◆ **STATED EXERCISE 1**
In the saved entries below, change "even-odd" to "nonzero" and leave everything else as it is. Omit the pictures from your output.

◆ **PROVIDED PASSAGE**

——————————

WHAT CAN YOU LEARN FROM UNEVEN BARS, A MAGAZINE, AND A GOOD PAIR OF SHOES?
What Can You Learn from Uneven Bars, a Magazine, and a Good Pair of Shoes?
In a world that is increasingly connected, that is increasingly reliant upon artificial intelligence, that is politically fractured, success has become a measure of how dynamic you can be, how nimble you are when faced with change, and how open you are to lifelong learning.
Peer into any discipline and these tenets hold true. An entrepreneur will tell you that the key to keeping an artisan shoe company like M.Gemi relevant in the 21st century is online distribution and real-time data monitoring. An Olympic gymnast will tell you success is about more than just one sport. An editorial giant will say that what made Elle so successful was blending past experience to create a magazine that’s well rounded.
They spoke at the third annual Women who Empower summit at Northeastern on Wednesday, which represented a sort of brain trust of women who lead in their respective fields. Business owner Cheryl Kaplan, Olympic gymnast Nastia Liukin, and editor Robbie Myers shared stories of how they got to be titans of their fields to a crowd of more than 250 entrepreneurs, students, faculty, and staff—the vast majority of whom were women.
Though running an international business, winning Olympic gold, and steering one of the world’s most storied magazines seem to have little in common, at the core of each speaker’s story was a determination to keep learning, to keep reinventing.
“This is a roomful of people who believe there are different paths to prosperity,” said Diane MacGillivray, one of the event organizers and Northeastern’s senior vice president for university advancement. “Ninety years after Virginia Woolf reminded us, we still need a room of our own. This is our room,” MacGillivray said, echoing the author’s essay by the same name.
The summit began three years ago as the Women who Inspire conference, and has since grown to become a “core priority for the university,” said Northeastern President Joseph E. Aoun.
“What’s happened here for us is that Women who Empower is a strategic priority,” he said. “Here at Northeastern, we are empowering people to be innovative and entrepreneurial.”
Henry Nasella, chairman emeritus of Northeastern’s Board of Trustees, said that creating a “pipeline of talent” through mentorship is a priority for university leadership, too.

——————————

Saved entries
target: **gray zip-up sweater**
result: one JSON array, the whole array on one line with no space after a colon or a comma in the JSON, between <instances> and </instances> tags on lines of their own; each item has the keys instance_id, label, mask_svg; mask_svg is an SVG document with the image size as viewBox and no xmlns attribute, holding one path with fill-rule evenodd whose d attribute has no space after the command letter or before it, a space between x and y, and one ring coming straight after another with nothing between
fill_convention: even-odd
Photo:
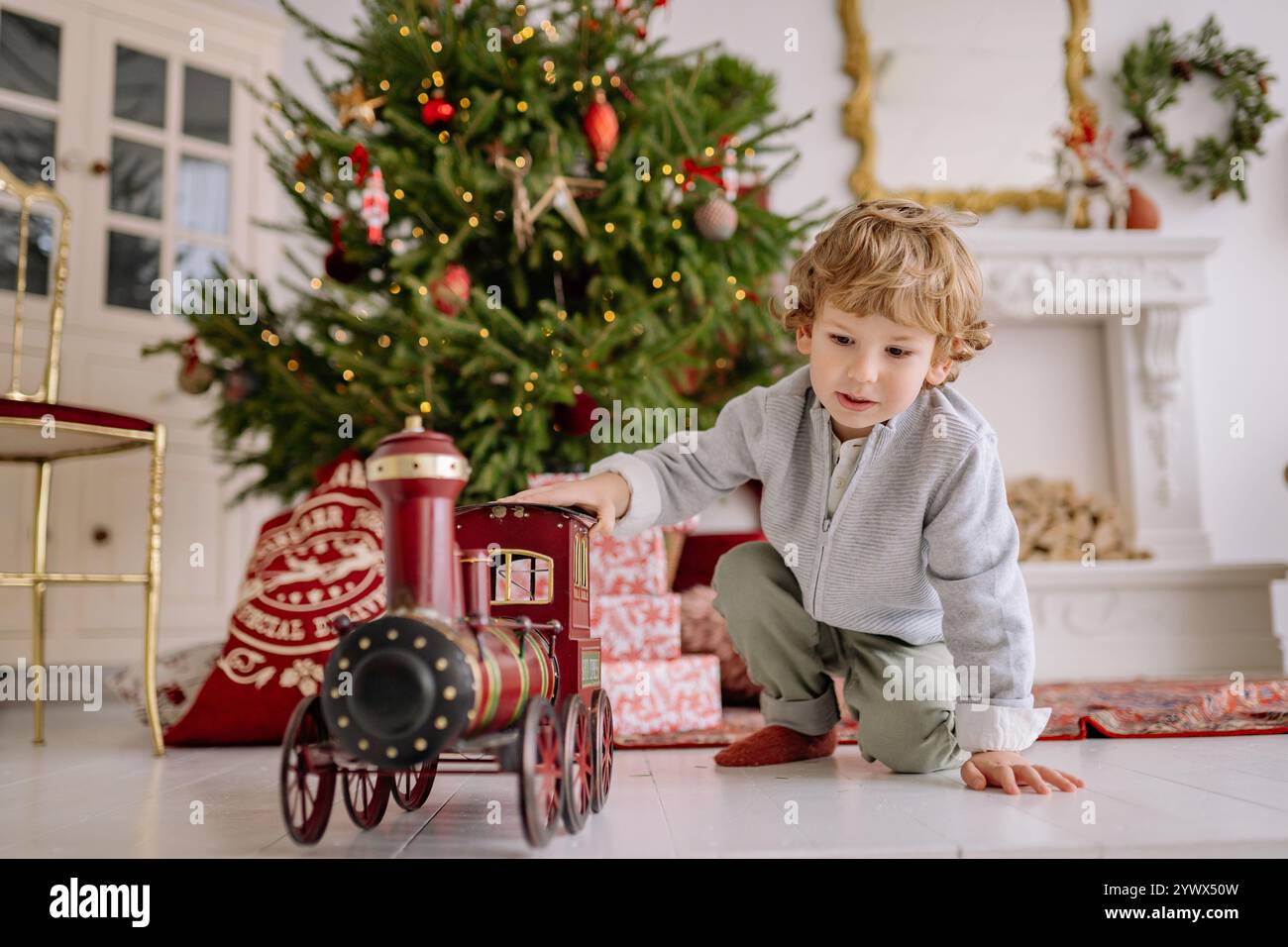
<instances>
[{"instance_id":1,"label":"gray zip-up sweater","mask_svg":"<svg viewBox=\"0 0 1288 947\"><path fill-rule=\"evenodd\" d=\"M715 426L614 454L590 473L616 470L630 484L616 527L623 537L677 523L759 479L761 530L815 620L911 644L947 642L958 743L1030 746L1051 710L1033 707L1033 624L997 433L952 384L922 392L873 426L828 517L832 437L804 365L732 398Z\"/></svg>"}]
</instances>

——————————

◆ **STATED EXERCISE 2**
Answer these questions using the article on the Women who Empower summit:
(a) How many people were in the crowd that the three speakers addressed?
(b) Which annual edition of the summit was held at Northeastern on Wednesday?
(c) Under what name did the summit begin three years ago?

◆ **FINISHED ANSWER 1**
target: **gray zip-up sweater**
result: one JSON array, the whole array on one line with no space after a colon or a comma in the JSON, between <instances> and </instances> tags on lines of their own; each item has the keys instance_id, label, mask_svg; mask_svg is an SVG document with the image size as viewBox and no xmlns attribute, holding one path with fill-rule evenodd whose d attribute has no space after the command letter or before it, a space between x and y, and one ring coming straight after another with nothing between
fill_convention: nonzero
Photo:
<instances>
[{"instance_id":1,"label":"gray zip-up sweater","mask_svg":"<svg viewBox=\"0 0 1288 947\"><path fill-rule=\"evenodd\" d=\"M715 426L614 454L590 473L616 470L630 484L616 527L623 537L677 523L759 479L761 530L815 620L911 644L947 642L958 743L1030 746L1051 710L1033 707L1033 624L997 433L952 384L922 392L873 426L828 517L832 437L804 365L732 398Z\"/></svg>"}]
</instances>

◆ **FINISHED ANSWER 2**
(a) More than 250.
(b) The third.
(c) The Women who Inspire conference.